ITEMS:
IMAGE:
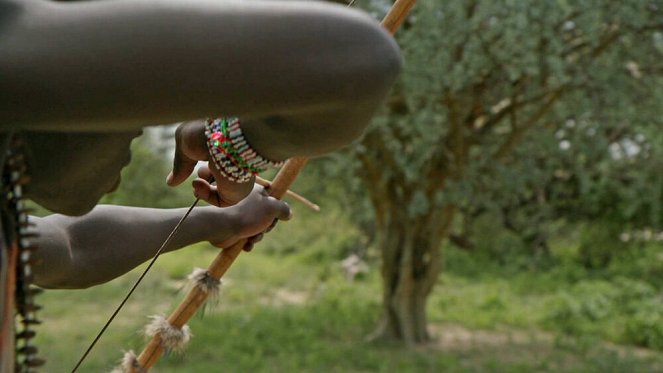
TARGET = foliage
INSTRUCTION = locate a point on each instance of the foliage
(517, 109)
(259, 324)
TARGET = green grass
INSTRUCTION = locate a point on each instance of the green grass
(280, 313)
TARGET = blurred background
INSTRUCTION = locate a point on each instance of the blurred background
(502, 214)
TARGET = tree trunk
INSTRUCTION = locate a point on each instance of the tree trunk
(411, 264)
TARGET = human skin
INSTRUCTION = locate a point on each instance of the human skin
(83, 78)
(77, 252)
(304, 78)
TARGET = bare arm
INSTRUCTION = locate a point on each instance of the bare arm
(309, 74)
(78, 252)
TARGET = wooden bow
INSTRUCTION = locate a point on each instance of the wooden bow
(285, 177)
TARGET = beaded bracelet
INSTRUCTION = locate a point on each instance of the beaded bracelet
(233, 156)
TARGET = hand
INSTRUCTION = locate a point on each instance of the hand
(253, 216)
(191, 147)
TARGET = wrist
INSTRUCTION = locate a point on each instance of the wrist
(216, 224)
(231, 153)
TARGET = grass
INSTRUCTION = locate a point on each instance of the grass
(279, 313)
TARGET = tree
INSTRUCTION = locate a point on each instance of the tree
(479, 77)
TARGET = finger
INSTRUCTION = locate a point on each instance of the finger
(257, 238)
(206, 192)
(205, 173)
(248, 247)
(182, 165)
(271, 226)
(283, 211)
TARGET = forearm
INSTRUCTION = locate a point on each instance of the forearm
(76, 252)
(113, 65)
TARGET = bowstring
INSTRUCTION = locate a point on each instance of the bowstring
(138, 281)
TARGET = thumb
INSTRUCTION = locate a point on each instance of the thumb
(188, 138)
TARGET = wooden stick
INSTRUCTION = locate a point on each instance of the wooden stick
(278, 188)
(289, 193)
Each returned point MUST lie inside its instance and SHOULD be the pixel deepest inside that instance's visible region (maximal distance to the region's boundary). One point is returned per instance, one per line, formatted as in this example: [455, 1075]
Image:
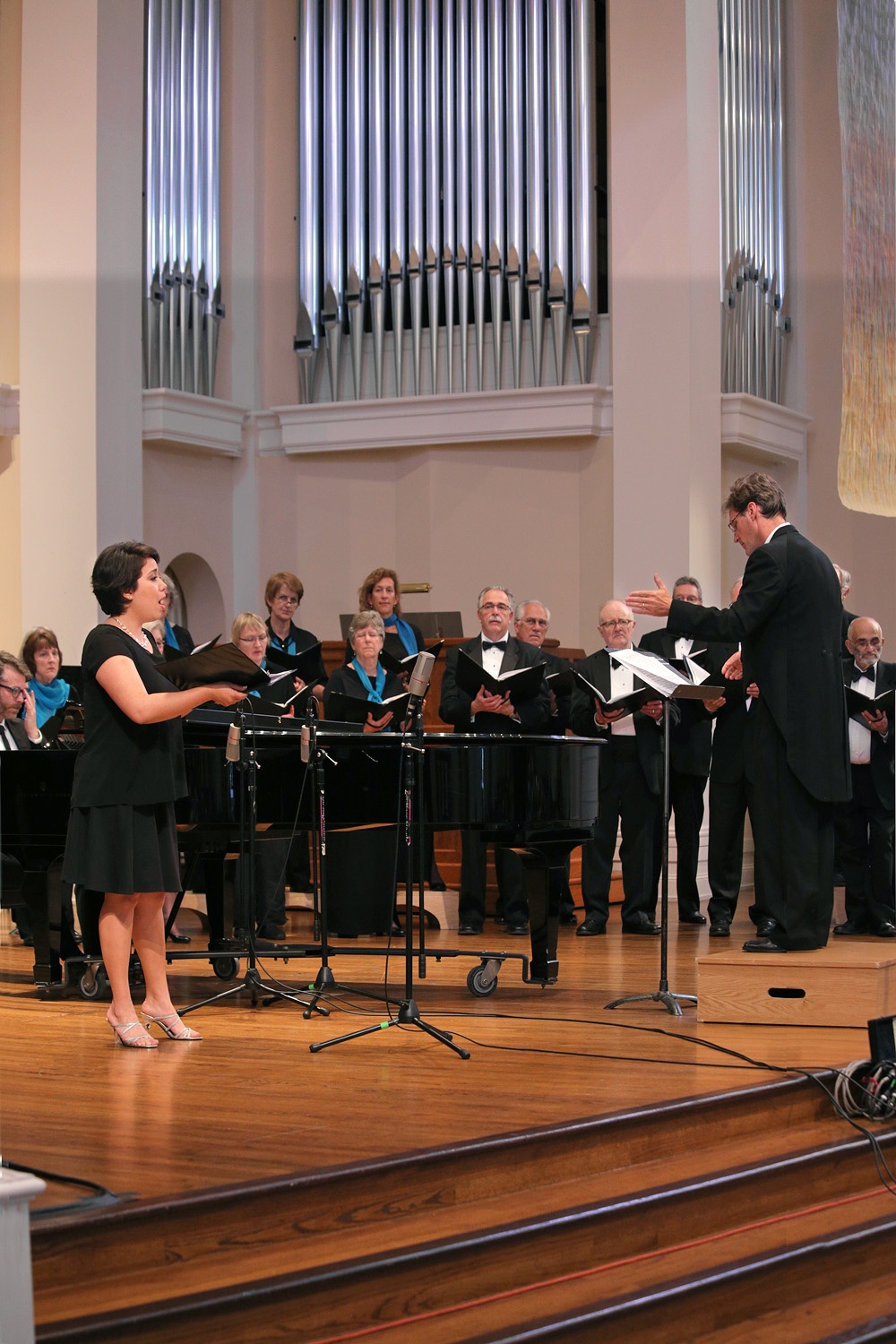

GIVEN REQUEST: Which lines of the data above contain the string "background"? Pull out each of them in full, one per line.

EXERCISE OUTPUT:
TARGET = blurred background
INSTRUCTION = locate a point on each instance of the blurred background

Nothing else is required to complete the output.